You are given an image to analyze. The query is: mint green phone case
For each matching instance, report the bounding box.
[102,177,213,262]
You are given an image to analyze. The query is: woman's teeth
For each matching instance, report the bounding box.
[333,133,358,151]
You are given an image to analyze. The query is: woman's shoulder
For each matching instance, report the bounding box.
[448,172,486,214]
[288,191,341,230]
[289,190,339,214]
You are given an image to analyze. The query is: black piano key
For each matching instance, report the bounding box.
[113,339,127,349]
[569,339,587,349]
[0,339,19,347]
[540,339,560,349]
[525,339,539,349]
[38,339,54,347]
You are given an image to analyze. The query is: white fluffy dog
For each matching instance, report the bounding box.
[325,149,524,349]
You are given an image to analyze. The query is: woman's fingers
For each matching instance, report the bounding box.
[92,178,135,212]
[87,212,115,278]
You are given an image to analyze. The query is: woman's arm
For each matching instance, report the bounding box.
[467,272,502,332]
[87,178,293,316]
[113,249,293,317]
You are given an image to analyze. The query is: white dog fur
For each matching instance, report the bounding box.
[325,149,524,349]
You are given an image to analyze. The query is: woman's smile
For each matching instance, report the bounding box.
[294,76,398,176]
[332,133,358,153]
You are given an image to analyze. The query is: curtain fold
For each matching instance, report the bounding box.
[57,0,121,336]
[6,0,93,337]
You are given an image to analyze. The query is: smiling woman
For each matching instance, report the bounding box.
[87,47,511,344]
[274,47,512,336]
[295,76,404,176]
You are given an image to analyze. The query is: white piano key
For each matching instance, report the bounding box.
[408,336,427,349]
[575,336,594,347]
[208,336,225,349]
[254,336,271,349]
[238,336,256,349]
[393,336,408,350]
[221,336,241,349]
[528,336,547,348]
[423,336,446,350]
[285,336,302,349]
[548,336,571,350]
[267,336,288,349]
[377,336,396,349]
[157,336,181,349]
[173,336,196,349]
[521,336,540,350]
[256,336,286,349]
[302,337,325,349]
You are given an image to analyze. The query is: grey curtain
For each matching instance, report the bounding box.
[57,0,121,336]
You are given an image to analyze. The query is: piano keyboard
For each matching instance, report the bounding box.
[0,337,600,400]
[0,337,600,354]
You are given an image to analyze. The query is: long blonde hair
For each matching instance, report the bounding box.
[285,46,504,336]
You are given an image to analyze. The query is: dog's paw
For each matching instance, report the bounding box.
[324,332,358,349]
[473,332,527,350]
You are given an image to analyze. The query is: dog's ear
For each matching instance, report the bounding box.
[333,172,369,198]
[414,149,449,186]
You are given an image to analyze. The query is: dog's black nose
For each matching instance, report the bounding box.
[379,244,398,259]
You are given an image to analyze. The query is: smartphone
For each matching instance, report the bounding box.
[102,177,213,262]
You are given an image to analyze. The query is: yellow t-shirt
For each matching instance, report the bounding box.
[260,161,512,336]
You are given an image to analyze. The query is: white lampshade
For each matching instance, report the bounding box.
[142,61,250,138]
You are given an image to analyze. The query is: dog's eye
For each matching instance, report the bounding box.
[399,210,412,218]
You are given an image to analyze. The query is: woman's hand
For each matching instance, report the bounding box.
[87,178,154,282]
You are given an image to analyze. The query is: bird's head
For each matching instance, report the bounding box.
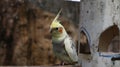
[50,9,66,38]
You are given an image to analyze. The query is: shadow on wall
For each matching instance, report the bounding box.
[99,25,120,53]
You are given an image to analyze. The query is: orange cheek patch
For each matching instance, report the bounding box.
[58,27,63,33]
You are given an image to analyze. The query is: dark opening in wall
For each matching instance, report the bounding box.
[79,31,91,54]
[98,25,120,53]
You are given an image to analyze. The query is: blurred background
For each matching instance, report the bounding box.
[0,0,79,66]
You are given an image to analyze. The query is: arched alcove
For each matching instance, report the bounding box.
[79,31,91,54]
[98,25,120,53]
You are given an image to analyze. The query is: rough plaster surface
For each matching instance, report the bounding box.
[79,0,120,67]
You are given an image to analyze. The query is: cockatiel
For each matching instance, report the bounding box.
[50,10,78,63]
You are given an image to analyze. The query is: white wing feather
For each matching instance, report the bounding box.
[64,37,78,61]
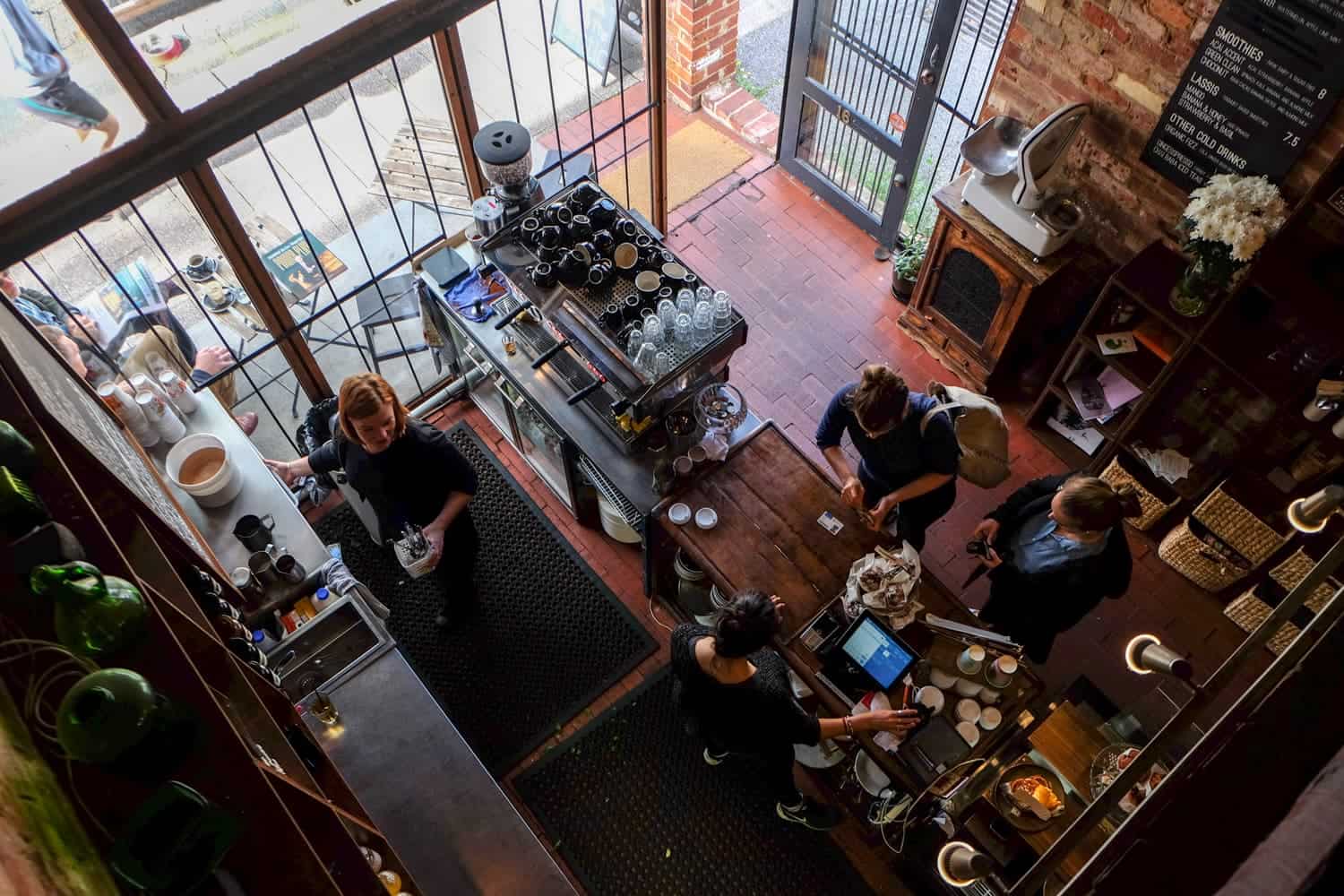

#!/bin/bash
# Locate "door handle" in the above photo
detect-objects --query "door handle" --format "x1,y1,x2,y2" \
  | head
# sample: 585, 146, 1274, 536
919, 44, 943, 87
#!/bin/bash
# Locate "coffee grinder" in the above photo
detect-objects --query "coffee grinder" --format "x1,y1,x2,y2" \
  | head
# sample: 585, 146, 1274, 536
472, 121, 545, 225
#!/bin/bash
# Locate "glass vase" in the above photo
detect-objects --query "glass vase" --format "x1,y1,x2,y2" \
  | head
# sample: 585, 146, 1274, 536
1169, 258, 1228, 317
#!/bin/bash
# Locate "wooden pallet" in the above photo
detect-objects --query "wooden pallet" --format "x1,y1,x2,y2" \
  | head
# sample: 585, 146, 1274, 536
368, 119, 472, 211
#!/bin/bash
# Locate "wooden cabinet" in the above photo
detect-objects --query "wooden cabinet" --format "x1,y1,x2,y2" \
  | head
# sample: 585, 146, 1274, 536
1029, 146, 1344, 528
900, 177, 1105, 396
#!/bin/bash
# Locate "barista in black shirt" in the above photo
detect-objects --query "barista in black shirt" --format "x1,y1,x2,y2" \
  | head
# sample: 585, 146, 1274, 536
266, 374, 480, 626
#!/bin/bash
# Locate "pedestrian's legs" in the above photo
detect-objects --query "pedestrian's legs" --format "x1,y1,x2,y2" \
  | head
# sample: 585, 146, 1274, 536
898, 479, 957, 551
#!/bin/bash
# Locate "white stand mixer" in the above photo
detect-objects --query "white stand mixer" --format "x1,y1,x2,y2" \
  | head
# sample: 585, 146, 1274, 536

..............................

▸ AIM OF THE EXERCISE: Pull out each line of the material above that contains the word "cabinet", copying every such line in full.

▸ CORRECT RESULT:
# Locate "wooden cabinet" in the above photo
detect-objects --query "wooden cabinet" --format "x1,y1,x2,y2" \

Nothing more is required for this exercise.